McKern’s Market Report 8/6/06 (No.1)
June 8th, 2006
Well, I been throwing off “other peoples posts” for months now, like crazy, and writing this and that but its time I bit the bullet. The real purpose of this site was to create a framework that would bring discipline and planning to my investing and trading. Over the next 48 months massive opportunities will unfold and these market reports will record the successes and failures, the stories that drove my trading, my big picture view and the trading plans going forward.
Over the last few years I’ve been on the right track but impatience and inexperience cost me dearly. If I had stopped trading in June 2004 my account would now be worth over $250,000. I saw the commodity bull coming back in 2002 and started buying Oxiana, but after losing my job in 2004, I got hot for a big win, lost perspective and blew up shorting the US market that year. A big mistake!
OK, lesson learnt. My first piece of advice therefore is to remind you all to remember Buffet’s first two rules for making money in the market.
1) Don’t lose money. 2) Don’t forget rule 1.
Market Action
Well, its looking like a bear market guys. The cyclical bear within the secular bear is back. Clearly, in my view at least, the US Bull market ended in 2000 and the action since then has been a massive topping formation that ended three weeks ago. I think that there is a 80% chance that the Australian market has joined the bear, but there is a small chance that we will see new highs before we experience the really major correction. The odds that new highs for the market indexes are dead ahead, are however getting smaller every day. Japan’s monetary base is shrinking and world liquidity is in decline. As Faber has pointed out, we were in a situation where stocks, commodities, bonds, gold and everything else was going up. When assets that do not normally move together do so, its liquidity driven. That the world’s “money preasure” is falling is clear and the impact showed up in the fingers and toes first, middle eastern markets are down 50%. In fact, Icelandic bonds were the first domino to fall, followed by emerging markets and commodities, followed by problems in Asia the US. What I expect is that the US market will continue down until mid October at least. I’s say 8000 on the DOW is a reasonable target. As for the US gold indexes, near a bottom, I’d say, but of course I might be wrong: in a market driven my margin calls and defensive selling everything is going to get sold off if we get a crash. The odds of a crash to DOW 8000 are about 30% and rising. Stay posted.

■ **Supplied entries**:
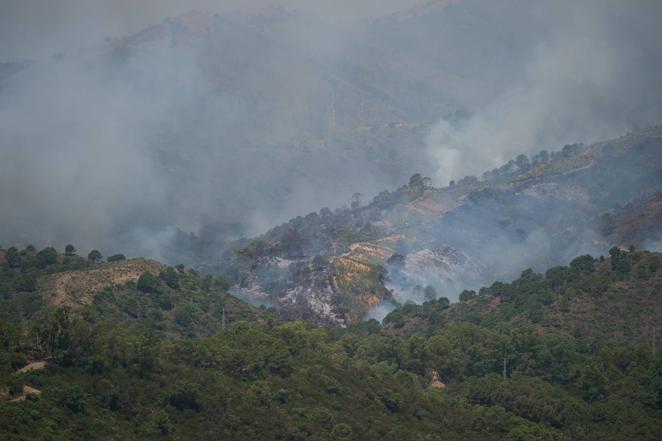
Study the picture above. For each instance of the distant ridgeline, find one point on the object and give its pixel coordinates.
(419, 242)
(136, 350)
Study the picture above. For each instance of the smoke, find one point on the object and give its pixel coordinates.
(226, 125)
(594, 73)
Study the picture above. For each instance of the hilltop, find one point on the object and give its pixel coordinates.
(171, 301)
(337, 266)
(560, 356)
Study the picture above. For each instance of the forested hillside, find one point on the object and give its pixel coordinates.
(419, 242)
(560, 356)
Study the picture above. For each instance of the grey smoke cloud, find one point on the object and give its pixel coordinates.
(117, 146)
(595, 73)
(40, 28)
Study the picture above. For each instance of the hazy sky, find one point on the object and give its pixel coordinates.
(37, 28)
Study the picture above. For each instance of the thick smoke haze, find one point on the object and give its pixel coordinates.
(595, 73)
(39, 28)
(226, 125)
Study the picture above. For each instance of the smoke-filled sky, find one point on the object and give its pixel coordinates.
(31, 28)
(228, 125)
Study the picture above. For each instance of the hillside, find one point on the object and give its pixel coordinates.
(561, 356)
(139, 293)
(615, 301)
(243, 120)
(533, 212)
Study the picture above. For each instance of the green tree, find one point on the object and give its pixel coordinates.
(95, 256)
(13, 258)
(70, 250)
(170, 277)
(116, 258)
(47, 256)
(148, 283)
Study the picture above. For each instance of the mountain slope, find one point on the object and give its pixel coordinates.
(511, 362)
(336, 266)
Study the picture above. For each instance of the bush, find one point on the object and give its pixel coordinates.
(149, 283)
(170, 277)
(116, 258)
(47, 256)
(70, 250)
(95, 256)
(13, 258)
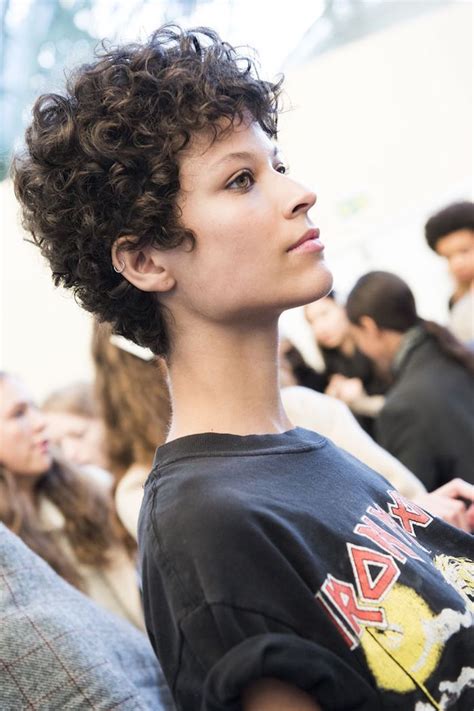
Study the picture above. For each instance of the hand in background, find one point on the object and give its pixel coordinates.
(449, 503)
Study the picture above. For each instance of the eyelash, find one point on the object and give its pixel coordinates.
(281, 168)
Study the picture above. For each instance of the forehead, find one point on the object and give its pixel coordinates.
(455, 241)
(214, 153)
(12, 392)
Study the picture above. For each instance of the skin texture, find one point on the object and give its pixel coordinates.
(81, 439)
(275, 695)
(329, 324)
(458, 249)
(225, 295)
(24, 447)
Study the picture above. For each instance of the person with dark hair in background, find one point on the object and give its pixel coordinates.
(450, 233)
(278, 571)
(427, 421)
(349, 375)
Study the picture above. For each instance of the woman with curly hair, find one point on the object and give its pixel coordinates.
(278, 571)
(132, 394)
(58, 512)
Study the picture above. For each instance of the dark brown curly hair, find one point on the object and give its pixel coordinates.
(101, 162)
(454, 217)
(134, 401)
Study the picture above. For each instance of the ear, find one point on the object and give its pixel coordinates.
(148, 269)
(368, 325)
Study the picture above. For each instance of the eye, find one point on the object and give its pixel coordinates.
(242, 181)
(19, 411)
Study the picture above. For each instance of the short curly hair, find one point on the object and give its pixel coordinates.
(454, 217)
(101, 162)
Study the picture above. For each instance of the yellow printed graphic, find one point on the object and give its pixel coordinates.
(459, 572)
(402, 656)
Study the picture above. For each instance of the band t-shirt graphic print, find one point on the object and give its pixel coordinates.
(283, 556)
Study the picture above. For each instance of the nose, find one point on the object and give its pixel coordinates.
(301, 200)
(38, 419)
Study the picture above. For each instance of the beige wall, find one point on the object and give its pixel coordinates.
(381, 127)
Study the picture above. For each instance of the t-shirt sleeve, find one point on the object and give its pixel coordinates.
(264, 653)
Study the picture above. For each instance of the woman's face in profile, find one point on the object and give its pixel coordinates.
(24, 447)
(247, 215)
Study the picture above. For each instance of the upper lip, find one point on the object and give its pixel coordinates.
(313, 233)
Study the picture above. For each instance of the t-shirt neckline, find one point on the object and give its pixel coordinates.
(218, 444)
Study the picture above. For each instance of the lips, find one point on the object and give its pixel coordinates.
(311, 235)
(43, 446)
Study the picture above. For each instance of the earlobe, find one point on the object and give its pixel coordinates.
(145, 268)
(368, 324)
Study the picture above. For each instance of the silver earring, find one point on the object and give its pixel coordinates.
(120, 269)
* * *
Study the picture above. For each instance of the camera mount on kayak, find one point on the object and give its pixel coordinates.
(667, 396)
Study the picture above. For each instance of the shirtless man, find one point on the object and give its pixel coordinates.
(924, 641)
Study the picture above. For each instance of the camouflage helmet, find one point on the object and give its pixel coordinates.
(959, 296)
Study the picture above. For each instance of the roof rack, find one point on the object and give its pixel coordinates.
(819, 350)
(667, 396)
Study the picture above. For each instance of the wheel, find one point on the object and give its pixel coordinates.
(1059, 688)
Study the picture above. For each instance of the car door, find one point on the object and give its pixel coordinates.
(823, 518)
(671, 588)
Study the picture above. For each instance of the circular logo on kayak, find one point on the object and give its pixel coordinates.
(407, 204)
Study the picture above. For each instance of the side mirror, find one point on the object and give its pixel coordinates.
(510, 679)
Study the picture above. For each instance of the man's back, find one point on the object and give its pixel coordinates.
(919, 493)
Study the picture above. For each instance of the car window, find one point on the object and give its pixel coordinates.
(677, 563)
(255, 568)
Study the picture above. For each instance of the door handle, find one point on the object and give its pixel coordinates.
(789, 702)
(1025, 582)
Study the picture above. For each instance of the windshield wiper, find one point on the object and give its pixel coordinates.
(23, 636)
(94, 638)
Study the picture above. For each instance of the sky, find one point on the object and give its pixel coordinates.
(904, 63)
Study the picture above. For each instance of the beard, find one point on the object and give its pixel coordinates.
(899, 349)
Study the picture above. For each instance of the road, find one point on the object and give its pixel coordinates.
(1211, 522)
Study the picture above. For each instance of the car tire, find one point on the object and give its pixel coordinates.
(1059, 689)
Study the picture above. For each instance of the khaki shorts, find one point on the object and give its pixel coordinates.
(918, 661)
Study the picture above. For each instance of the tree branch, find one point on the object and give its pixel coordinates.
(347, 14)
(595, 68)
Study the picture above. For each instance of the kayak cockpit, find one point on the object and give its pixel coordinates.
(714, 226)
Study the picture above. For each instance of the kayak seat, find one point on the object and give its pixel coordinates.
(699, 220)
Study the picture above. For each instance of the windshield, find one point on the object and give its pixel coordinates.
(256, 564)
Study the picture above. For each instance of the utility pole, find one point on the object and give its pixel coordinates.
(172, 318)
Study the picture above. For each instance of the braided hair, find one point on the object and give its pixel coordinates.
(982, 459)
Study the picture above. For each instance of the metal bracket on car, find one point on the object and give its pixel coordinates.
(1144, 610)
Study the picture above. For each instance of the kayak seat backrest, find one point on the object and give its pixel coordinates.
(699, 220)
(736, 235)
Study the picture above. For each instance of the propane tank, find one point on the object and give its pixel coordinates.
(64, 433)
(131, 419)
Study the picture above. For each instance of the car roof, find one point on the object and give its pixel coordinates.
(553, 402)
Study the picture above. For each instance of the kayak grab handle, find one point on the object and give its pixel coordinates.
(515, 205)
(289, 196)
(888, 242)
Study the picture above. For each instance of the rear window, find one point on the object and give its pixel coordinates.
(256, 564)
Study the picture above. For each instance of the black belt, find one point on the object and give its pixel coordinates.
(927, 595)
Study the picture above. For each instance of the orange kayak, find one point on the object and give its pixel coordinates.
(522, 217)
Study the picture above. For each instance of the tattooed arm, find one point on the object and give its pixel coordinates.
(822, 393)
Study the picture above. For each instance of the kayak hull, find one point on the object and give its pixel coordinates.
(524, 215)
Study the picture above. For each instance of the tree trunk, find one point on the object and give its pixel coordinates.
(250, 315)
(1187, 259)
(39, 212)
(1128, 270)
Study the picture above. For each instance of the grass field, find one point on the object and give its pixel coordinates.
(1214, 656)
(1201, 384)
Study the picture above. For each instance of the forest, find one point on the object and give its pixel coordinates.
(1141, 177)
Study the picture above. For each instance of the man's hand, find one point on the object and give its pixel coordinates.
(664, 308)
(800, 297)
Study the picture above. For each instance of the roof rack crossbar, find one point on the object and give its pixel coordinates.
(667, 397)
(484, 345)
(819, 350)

■ **Set of tasks**:
1. What level on the Dow does the market report call a reasonable target?
2. Write out the market report from "Over the last" to "forget rule 1.", replacing "advice" with "counsel".
The lines are material of their own, apart from the market report.

■ **Task-by-task results**:
1. 8000.

2.
Over the last few years I’ve been on the right track but impatience and inexperience cost me dearly. If I had stopped trading in June 2004 my account would now be worth over $250,000. I saw the commodity bull coming back in 2002 and started buying Oxiana, but after losing my job in 2004, I got hot for a big win, lost perspective and blew up shorting the US market that year. A big mistake!
OK, lesson learnt. My first piece of counsel therefore is to remind you all to remember Buffet’s first two rules for making money in the market.
1) Don’t lose money. 2) Don’t forget rule 1.